— Start Records shown —

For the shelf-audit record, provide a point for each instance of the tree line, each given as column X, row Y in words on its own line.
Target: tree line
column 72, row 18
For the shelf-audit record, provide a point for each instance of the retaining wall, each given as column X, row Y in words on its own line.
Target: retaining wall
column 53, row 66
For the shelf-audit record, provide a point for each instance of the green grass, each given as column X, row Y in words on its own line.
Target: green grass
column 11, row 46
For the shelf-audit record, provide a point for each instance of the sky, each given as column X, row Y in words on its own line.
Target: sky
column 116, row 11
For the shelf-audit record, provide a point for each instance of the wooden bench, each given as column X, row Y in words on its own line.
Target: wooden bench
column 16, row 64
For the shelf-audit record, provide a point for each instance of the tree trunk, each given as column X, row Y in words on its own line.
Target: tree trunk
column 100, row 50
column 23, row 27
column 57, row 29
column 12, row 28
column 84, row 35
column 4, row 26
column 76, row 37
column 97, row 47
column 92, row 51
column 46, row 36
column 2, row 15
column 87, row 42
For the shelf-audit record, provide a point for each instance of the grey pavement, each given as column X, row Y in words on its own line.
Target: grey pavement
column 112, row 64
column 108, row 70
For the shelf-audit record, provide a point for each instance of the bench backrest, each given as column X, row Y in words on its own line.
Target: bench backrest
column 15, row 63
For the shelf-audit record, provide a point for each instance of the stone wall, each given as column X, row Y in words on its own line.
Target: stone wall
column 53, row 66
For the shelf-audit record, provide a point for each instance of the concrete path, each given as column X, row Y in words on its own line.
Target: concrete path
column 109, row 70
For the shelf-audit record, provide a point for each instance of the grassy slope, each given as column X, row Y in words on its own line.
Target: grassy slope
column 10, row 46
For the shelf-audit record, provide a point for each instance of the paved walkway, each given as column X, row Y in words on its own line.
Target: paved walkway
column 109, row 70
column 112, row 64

— End Records shown —

- **Your goal**: Could you extract the lines from the start of the records up to and including the line with "column 116, row 11", copying each one word for word?

- **Answer for the task**:
For the shelf-audit record, provide a point for each instance of the tree line, each given as column X, row Y in words on its own line.
Target: tree line
column 72, row 18
For the shelf-audit record, provide a point for each instance of the retaining wall, each given as column X, row Y in words on its own line.
Target: retaining wall
column 53, row 66
For the shelf-audit record, provide a point for each instance of the green grass, each given as column X, row Y in words on its own line.
Target: green grass
column 11, row 46
For the shelf-audit record, provide a point for each instance of the sky, each given as column X, row Y in words on its own line.
Target: sky
column 116, row 11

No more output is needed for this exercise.